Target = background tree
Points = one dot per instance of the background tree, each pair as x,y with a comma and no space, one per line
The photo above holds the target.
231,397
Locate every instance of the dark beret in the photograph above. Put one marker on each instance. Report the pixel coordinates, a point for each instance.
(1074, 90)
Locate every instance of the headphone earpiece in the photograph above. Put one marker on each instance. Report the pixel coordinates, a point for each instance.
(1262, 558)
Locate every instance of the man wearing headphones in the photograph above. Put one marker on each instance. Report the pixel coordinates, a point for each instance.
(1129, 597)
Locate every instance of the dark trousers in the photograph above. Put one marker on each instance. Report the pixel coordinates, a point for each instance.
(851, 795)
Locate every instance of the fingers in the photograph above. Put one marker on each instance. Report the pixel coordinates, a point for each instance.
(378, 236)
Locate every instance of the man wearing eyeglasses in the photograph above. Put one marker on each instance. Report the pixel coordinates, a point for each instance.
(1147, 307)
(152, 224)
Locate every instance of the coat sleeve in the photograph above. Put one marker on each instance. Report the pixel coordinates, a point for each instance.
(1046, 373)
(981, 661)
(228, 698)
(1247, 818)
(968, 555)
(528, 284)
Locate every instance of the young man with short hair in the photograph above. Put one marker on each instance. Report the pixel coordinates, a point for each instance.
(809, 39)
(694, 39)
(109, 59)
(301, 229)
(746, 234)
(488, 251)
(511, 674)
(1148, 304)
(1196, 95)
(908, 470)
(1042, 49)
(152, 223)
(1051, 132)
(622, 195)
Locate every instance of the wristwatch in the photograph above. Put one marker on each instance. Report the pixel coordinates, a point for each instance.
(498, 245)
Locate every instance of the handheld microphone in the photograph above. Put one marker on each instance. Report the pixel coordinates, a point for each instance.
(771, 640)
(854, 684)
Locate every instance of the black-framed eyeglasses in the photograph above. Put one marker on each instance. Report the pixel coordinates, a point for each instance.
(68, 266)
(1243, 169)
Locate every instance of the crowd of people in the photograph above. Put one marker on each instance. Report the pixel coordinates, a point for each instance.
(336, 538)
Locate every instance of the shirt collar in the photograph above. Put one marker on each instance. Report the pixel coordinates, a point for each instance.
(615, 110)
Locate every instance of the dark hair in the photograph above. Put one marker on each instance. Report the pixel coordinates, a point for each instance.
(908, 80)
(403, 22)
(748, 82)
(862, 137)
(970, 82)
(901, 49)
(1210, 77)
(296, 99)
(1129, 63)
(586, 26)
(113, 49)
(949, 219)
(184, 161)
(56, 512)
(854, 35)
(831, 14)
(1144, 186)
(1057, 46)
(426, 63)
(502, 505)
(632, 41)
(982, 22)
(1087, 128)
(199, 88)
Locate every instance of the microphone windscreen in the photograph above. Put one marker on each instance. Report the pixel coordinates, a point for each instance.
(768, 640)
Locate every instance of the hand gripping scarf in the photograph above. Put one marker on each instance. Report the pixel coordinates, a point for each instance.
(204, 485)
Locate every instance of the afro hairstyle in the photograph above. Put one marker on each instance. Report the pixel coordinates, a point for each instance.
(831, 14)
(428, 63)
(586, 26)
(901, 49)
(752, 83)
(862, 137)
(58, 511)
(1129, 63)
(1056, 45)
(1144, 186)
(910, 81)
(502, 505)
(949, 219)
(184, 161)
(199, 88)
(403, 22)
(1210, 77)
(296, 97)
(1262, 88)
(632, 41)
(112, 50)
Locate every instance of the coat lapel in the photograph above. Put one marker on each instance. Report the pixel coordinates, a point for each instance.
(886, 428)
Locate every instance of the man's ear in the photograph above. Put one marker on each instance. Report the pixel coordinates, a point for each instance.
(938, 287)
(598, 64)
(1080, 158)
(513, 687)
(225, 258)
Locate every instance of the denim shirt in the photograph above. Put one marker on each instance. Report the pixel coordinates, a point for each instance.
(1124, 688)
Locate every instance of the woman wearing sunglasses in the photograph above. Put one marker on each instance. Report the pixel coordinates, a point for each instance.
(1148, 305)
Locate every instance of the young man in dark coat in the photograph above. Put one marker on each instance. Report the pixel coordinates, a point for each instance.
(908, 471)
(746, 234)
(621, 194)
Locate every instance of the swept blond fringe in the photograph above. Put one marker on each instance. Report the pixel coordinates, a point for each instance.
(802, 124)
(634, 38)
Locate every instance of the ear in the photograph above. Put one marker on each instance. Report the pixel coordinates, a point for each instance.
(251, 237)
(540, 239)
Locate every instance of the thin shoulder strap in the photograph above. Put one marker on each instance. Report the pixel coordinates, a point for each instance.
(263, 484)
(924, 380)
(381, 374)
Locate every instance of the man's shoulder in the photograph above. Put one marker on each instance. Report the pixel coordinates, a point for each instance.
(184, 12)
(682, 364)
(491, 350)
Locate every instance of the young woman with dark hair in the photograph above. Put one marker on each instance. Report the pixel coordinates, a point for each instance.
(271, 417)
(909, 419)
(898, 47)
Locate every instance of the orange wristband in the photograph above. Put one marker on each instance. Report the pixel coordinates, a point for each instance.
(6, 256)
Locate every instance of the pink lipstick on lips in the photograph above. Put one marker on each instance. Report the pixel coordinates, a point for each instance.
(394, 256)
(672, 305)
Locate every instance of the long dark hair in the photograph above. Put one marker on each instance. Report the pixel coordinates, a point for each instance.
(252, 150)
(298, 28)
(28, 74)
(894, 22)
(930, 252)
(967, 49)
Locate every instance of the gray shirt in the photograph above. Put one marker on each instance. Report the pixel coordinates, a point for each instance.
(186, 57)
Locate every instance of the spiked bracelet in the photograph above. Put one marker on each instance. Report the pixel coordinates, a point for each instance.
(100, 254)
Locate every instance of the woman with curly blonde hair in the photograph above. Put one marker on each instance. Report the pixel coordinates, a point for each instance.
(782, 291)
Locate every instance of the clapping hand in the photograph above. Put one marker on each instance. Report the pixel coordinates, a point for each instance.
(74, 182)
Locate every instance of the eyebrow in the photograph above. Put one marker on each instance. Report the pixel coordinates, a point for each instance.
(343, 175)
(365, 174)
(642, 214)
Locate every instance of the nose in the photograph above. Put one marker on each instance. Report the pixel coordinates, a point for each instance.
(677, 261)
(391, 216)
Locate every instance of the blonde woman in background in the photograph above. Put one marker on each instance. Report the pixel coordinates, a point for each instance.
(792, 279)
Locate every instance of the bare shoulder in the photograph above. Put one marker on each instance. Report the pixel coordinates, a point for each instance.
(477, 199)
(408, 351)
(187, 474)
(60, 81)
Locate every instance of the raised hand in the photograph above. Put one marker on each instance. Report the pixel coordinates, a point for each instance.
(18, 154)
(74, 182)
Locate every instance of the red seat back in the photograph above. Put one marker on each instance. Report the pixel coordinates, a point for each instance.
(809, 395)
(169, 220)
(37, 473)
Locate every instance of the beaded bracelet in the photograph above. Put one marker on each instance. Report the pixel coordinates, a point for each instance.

**WHAT NEEDS TO BE DONE**
Reproduce exactly, with nothing added, the lines from the one that contains "Locate every instance of the long" to the end of the data.

**SOLUTION**
Locate every instance of the long dark hair in the photograph above. Put one marker on each instance. Report the pixel coordinates, a point for each instance.
(252, 150)
(298, 28)
(28, 74)
(894, 22)
(930, 252)
(967, 49)
Locate every instance of the gray shirt in the photograph above. Put one marker on each instance. Report the pixel coordinates, a point for each instance.
(186, 57)
Locate every instance of the spiked bracelet in the photograph above. Put one marker on each instance. Report the pixel coordinates, a point for each instance.
(100, 254)
Locate every instance of the woman with curly blonde hair in the photograph above. Put one marker on each instance. Report the pixel coordinates, a point for each instance.
(782, 291)
Locate every instance of the clapping hand in the photograph above. Put one marker on each instance. Report the pixel coordinates, a point for each instance.
(74, 182)
Locate every instance of the eyebrow in the photograph above. Put one marker on each instance. Report the pixel coordinates, a point for each instance.
(343, 175)
(365, 174)
(642, 214)
Locate every instance of the nose in the photograph above. Put one marker on each instance. Report the pixel coordinates, a point for each instance.
(677, 261)
(391, 216)
Locate every instance of the blonde woman in background in the photograph above. Put one marker on each instance. Report the pixel coordinates, a point for each instance.
(792, 279)
Locate every instance of the bare shoulder in the photograph above. Put one marker on each instance. Report the pixel coordinates, a point for each instance.
(477, 199)
(408, 351)
(187, 474)
(60, 81)
Locate every instance of the raised hand in the photograph above. Put one marker on each instance. Report the pixel coordinates, a point for each instance.
(18, 154)
(74, 182)
Locate every instance of the red seat back in the photograph above. Put one marker on each instance. Report the pixel coordinates, a point for each instance.
(809, 395)
(169, 220)
(37, 473)
Locate every instance of the beaded bracelet in the photograph above. Put one marker on each instance. Report the pixel coordinates, a point for each instance.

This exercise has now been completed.